┌──
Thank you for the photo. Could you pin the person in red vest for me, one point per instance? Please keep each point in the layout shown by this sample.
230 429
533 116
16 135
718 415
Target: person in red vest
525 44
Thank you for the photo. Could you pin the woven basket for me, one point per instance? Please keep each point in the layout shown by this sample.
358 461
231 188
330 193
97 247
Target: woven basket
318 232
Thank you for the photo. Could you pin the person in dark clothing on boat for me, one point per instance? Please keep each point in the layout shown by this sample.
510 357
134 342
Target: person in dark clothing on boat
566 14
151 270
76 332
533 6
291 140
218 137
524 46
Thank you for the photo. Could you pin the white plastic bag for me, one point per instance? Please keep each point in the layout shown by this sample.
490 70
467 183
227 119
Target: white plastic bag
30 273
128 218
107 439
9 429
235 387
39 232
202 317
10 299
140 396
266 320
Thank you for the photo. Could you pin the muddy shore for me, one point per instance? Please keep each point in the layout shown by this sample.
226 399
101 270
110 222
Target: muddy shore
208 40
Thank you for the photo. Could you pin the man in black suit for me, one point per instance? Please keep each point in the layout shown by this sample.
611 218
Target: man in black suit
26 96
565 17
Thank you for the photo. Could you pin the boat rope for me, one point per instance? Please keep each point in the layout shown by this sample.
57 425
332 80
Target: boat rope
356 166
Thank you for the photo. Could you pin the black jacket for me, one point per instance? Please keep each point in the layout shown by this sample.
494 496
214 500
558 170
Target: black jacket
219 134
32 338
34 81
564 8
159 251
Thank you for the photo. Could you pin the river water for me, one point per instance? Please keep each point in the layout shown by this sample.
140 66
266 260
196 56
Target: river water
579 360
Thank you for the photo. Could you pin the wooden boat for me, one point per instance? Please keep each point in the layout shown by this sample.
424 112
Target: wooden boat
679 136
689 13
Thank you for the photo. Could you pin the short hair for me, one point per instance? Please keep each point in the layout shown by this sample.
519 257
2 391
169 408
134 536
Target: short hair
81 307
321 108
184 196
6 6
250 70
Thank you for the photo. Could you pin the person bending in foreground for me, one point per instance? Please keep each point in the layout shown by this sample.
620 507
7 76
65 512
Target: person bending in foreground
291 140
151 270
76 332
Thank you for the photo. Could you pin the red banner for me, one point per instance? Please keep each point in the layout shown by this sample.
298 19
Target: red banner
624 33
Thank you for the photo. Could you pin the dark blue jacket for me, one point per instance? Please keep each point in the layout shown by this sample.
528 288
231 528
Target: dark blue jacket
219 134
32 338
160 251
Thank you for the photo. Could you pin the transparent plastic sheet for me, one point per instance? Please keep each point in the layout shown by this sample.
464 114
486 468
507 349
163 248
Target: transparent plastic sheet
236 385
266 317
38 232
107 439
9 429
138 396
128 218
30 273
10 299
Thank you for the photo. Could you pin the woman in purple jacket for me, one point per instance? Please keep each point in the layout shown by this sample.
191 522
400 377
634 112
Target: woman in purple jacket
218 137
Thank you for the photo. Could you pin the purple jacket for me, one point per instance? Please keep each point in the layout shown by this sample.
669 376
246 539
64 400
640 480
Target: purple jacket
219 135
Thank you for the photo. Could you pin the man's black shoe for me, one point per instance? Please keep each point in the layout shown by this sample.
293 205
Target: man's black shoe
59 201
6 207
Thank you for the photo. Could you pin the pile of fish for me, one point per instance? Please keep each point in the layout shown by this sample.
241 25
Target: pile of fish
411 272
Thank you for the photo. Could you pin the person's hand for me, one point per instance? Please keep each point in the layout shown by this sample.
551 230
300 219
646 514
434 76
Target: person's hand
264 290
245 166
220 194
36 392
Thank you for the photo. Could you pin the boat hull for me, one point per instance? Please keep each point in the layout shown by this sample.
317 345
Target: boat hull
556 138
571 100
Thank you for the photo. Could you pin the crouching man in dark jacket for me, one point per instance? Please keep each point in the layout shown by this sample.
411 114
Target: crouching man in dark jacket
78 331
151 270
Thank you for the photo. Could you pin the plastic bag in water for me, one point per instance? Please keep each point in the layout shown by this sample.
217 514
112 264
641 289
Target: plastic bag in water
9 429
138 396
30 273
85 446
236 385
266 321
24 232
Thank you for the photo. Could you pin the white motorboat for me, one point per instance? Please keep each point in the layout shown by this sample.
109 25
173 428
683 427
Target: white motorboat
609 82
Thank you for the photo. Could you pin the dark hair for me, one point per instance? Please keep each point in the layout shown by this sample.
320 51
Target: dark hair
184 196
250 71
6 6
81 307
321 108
└──
§ **What to produce**: Starting at the line that contains "Thank you for the photo. Could you pin the pile", copy every line down to the last line of the records above, exactly as written.

§ **Answer area**:
Thank you for the photo. Could you pin the pile of fish for me, one point per instance? Please keep each point in the layout shown by this sample.
241 25
Target: pile of fish
411 272
Thank you for the photo. Could you pin the person's hand for me, one point per instance? Please keep each point in the layout shown by this sample.
551 230
300 219
646 514
434 76
Target: person's hand
264 290
245 166
220 194
36 392
Thank you for the photo. Could you pin the boat hull for me, one point per instance? Please keep each point in the layout shown by this sample.
317 345
Target: boat hull
556 138
571 100
Thank you for the photo. Could you pin the crouching man in dark jacket for me, one point per instance? Please keep each point in the layout shown by this sample.
411 114
Target: crouching man in dark jacket
78 331
151 270
Thank you for the photo. Could you pin the plastic bag in water for me, one point per instance? Please keep each point in the layout shown by this sample.
217 514
112 264
641 289
Target: plastic bag in water
9 429
138 396
30 273
85 446
236 385
266 321
24 232
Thank you for the photo. Could you pin the white motorboat for me, one point per instance? Please keep each point in the layout shown by this sample.
109 25
173 428
683 427
Target: white motorboat
609 82
Thank you for the photo. Could you pin the dark hair for me, one point per instance? Please keep each point in the layout shown by this sample.
320 51
Target: dark hair
184 196
250 71
6 6
81 307
321 108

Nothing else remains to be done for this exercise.